• _Work instructions_:
For the entries below, print exactly the lines between the line holding "Return results using" and the line holding "top-left (63, 87), bottom-right (350, 304)", inclusive, and nothing else.

─── Data ───

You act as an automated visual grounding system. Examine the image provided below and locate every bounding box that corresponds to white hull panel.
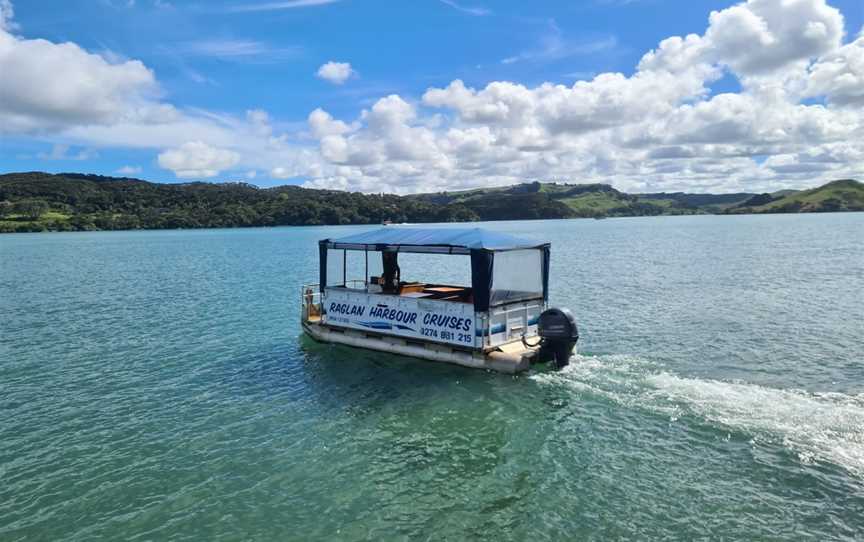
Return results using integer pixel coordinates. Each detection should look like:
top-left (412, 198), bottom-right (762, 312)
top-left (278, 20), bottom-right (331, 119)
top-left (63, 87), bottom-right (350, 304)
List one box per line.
top-left (303, 321), bottom-right (536, 374)
top-left (323, 288), bottom-right (478, 348)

───

• _Output of the exercise_:
Return results using integer pixel coordinates. Each detection should look like:
top-left (412, 198), bottom-right (762, 312)
top-left (278, 20), bottom-right (331, 119)
top-left (63, 87), bottom-right (350, 304)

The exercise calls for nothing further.